• _What the exercise asks_
Transcribe the entries exactly; images are not part of the copy.

Pointing records
================================

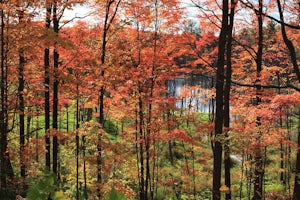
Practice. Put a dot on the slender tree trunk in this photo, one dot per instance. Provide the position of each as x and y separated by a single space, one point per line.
55 93
217 150
21 103
3 126
143 191
288 43
227 100
6 170
77 138
258 155
47 88
108 20
296 193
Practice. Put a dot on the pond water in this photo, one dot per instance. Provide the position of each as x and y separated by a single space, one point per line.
192 91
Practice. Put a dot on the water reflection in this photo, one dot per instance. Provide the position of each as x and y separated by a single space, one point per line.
192 91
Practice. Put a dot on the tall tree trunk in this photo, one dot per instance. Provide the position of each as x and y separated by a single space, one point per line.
55 93
3 127
143 191
21 103
258 155
6 170
296 193
108 20
227 100
288 42
217 150
47 88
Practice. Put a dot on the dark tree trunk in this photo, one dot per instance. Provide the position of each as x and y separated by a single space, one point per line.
227 88
77 138
258 157
21 104
296 194
55 94
3 126
108 20
6 170
217 150
288 42
47 88
143 191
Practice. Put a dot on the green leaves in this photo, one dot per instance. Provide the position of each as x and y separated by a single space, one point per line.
45 186
115 195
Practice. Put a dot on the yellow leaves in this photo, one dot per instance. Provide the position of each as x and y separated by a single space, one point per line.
224 189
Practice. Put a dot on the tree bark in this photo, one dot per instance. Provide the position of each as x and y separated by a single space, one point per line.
288 42
296 193
258 155
21 103
47 88
217 150
227 89
55 93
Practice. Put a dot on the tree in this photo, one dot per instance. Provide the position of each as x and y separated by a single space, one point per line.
217 149
48 5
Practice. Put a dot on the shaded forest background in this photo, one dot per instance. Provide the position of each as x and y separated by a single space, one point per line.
138 101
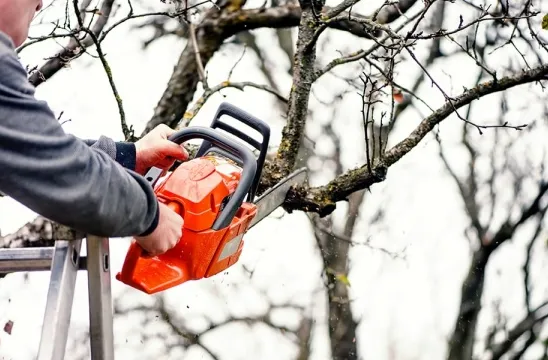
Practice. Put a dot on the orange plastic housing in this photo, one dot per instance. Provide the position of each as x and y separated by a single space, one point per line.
196 190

================================

• _Full solution_
Practice. Put a dot on the slender tree trunk in this photo, one dot per instance. Provide the position of each as x and y separated by a single space, one point per line.
55 93
217 150
21 103
3 126
143 191
288 43
227 100
6 170
77 138
258 155
47 88
108 20
296 193
Practice. Put a dot on the pond water in this photo, one dot per instance. Provide the position of each as x and y separated by a single space, one point per line.
192 91
Practice. Put a dot on the water reflection in this photo, one dot per instance. Provide the position of each as x and y separated by a single space, one point per line.
192 91
Practice. Put a dot on the tall tree trunk in this photo, one dot per instance. Provide the position of each as x and y separated by a single space, one point per line.
55 93
3 127
143 191
21 103
258 155
6 170
296 193
108 20
227 100
288 42
217 150
47 88
Practice. Put a dot on the dark tree trunk in this photo, one dot per instance. Provide the position of each as x and y separated by a single space, one point per line.
227 88
77 138
258 157
21 104
296 194
55 94
3 126
108 20
6 170
217 150
288 42
47 88
143 191
Practice. Put a dot on the green leaves in this photo, one dot per instance. Provide the position of each as x and y separated by a single space, one point per line.
45 186
115 195
Practice. Put a dot on the yellow leaves in this photo, one dot per instance. Provide the position of each as x and y separated by a single space, one point per line.
224 189
Practice. Put a dot on the tree bark in this photo, one dot per instance. Provide the position of each as x and y separated by a single space, one point per line.
288 42
296 193
258 155
21 103
47 88
217 150
227 89
55 93
Practice. Put a dot on the tree in this photo, one dot per instance. Provide the position of each as x and y separated by a single space, one point per line.
217 149
48 5
Practice. Put a dot on the shaded forest background in this photo, one dot per instance. Provide the position of each as x and y separated by a single space, one point per line.
138 101
Practice. Put a dot on the orange plastic housing in this photo, one dot per instance. Provide the position of each as x and y separated by a single space, one point per line.
196 190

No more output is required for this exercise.